Contorni annotati degli oggetti
┌──
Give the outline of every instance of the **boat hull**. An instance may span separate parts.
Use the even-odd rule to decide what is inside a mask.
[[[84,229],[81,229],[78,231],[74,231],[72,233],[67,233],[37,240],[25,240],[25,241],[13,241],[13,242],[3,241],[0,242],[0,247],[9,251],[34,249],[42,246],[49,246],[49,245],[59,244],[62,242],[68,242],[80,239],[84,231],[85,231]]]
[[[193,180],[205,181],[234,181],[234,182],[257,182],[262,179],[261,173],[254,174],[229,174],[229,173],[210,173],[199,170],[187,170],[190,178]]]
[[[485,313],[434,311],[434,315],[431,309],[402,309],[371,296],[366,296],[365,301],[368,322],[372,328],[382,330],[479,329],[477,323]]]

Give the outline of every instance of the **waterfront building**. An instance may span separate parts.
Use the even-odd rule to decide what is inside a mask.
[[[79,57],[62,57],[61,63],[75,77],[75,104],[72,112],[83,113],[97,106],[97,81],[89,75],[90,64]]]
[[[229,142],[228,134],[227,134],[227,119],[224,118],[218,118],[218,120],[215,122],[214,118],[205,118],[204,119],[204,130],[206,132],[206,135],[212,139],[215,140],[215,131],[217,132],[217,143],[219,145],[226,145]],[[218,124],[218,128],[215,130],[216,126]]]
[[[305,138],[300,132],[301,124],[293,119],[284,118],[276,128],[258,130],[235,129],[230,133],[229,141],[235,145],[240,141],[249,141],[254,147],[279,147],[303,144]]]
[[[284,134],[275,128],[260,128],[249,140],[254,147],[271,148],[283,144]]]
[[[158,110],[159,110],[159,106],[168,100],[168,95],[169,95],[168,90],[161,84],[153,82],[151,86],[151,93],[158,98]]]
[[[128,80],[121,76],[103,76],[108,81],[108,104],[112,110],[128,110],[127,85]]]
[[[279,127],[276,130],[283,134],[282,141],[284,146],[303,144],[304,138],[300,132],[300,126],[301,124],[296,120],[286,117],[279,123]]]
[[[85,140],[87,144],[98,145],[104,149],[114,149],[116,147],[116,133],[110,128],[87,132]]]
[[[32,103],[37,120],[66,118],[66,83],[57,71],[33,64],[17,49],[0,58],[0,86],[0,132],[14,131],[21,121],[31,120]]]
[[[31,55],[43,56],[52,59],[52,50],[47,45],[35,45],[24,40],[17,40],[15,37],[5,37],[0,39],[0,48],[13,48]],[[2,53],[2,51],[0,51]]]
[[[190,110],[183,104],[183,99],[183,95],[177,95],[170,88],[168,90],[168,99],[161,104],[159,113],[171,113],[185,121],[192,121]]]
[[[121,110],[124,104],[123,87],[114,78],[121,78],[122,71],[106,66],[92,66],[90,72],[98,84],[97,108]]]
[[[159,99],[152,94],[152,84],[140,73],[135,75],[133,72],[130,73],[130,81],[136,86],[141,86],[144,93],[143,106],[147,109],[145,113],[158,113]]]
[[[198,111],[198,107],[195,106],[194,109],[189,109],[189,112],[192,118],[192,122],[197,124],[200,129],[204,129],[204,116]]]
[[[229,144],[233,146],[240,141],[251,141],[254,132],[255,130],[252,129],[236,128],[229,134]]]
└──
CONSEGNA DELL'ESERCIZIO
Inserisci tutte le righe del materiale qui sopra in un elenco JSON di stringhe, una stringa per ogni riga, omettendo le righe vuote.

RISPOSTA ALL'ESERCIZIO
[
  "Give the outline of every instance of the **boat hull**. An instance may span separate parts.",
  "Use the even-odd rule to decide what is inside a mask.",
  "[[[84,229],[81,229],[78,231],[74,231],[72,233],[67,233],[37,240],[25,240],[25,241],[13,241],[13,242],[3,241],[0,242],[0,247],[9,251],[34,249],[42,246],[49,246],[49,245],[59,244],[62,242],[68,242],[80,239],[84,231],[85,231]]]",
  "[[[193,180],[205,181],[234,181],[234,182],[257,182],[262,179],[261,173],[254,174],[229,174],[229,173],[210,173],[199,170],[187,170],[190,178]]]",
  "[[[485,313],[434,311],[434,315],[431,309],[402,309],[371,296],[366,296],[365,301],[368,322],[372,328],[382,330],[479,329],[477,323]]]",
  "Give the outline of every instance of the **waterfront building**. An instance may span separate parts.",
  "Use the even-odd rule to decide what is inside a mask.",
  "[[[79,57],[62,57],[61,63],[75,77],[75,104],[72,112],[83,113],[97,106],[97,81],[89,75],[90,64]]]",
  "[[[229,142],[228,134],[227,134],[227,119],[224,118],[218,118],[218,120],[215,122],[214,118],[205,118],[204,119],[204,130],[206,132],[206,135],[212,139],[215,140],[215,131],[217,132],[217,143],[219,145],[226,145]],[[218,124],[218,128],[215,130],[216,126]]]",
  "[[[305,138],[300,132],[301,124],[293,119],[284,118],[276,128],[258,130],[235,129],[230,133],[229,141],[235,145],[240,141],[249,141],[254,147],[279,147],[303,144]]]",
  "[[[284,134],[275,128],[260,128],[249,140],[254,147],[271,148],[283,144]]]",
  "[[[158,110],[159,110],[159,106],[168,100],[168,95],[169,95],[168,90],[161,84],[153,82],[151,86],[151,93],[158,98]]]",
  "[[[128,80],[121,76],[103,76],[108,81],[108,104],[112,110],[128,110],[127,85]]]",
  "[[[279,127],[276,130],[283,134],[282,141],[284,146],[303,144],[304,138],[300,132],[300,126],[301,124],[296,120],[286,117],[279,123]]]",
  "[[[85,140],[87,144],[98,145],[104,149],[114,149],[116,147],[116,133],[110,128],[87,132]]]",
  "[[[32,103],[37,120],[66,118],[66,83],[57,71],[33,64],[17,49],[0,58],[0,86],[0,132],[14,131],[21,121],[31,120]]]",
  "[[[31,55],[43,56],[52,59],[52,50],[47,45],[35,45],[24,40],[17,40],[15,37],[5,37],[0,39],[0,48],[13,48]],[[2,53],[2,51],[0,51]]]",
  "[[[190,110],[183,104],[183,99],[183,95],[177,95],[170,88],[168,90],[168,99],[161,104],[159,113],[171,113],[185,121],[192,121]]]",
  "[[[121,110],[124,104],[123,87],[114,78],[121,78],[122,71],[106,66],[92,66],[90,72],[98,84],[97,108]]]",
  "[[[159,99],[152,94],[152,84],[140,73],[135,75],[133,72],[130,73],[130,81],[136,86],[141,86],[144,93],[143,106],[147,109],[145,113],[158,113]]]",
  "[[[198,111],[198,107],[195,106],[194,109],[189,109],[189,112],[192,118],[192,122],[197,124],[200,129],[204,129],[204,116]]]",
  "[[[229,144],[233,146],[240,141],[251,141],[254,132],[255,130],[252,129],[236,128],[229,134]]]"
]